## Stated task
Reproduce the records from the line containing "the spider cephalothorax." through the end of the records, requests included, and offset every answer coordinate by adding 74 to it.

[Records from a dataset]

-*-*-

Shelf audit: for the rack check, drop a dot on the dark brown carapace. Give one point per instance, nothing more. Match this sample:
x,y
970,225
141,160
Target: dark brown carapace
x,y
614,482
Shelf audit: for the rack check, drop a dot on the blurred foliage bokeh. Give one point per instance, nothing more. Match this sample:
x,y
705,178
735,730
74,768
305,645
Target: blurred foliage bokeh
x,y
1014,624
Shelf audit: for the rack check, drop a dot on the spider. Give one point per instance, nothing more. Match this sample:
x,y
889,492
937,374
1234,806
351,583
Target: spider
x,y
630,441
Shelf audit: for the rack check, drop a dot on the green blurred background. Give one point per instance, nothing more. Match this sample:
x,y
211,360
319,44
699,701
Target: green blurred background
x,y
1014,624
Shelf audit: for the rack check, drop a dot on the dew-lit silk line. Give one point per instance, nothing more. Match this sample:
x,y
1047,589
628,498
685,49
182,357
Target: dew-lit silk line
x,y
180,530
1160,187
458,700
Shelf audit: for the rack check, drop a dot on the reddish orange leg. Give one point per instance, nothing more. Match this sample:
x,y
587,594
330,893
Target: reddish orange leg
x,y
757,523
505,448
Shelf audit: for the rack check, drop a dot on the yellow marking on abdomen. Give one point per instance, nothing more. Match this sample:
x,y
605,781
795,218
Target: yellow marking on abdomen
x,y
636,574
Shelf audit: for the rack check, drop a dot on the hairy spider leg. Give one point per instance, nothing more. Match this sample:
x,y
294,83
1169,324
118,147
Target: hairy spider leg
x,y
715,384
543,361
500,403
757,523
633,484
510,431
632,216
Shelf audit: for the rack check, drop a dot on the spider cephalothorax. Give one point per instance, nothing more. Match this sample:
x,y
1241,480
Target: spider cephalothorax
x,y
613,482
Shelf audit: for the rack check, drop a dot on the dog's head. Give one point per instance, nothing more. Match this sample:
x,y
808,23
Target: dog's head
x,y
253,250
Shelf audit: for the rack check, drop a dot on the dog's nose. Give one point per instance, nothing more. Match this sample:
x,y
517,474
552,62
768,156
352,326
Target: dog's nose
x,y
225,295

-*-*-

## Output of the task
Shelf audit: for the rack check, drop a dot on the spider cephalothorax. Give one point per instance, nothing more. Match this sample:
x,y
1241,480
Target: spider cephalothorax
x,y
687,556
Shelf audit: for the rack check, drop a dot on the dog's head. Give one point per instance, nothing more. Match this sample:
x,y
808,23
Target: dog's head
x,y
327,324
Shelf audit: for the rack check, drop a dot on the dog's nose. Give one point per instance, nothing more. Match this sample:
x,y
517,474
552,62
768,156
352,326
Target: dog's nose
x,y
299,369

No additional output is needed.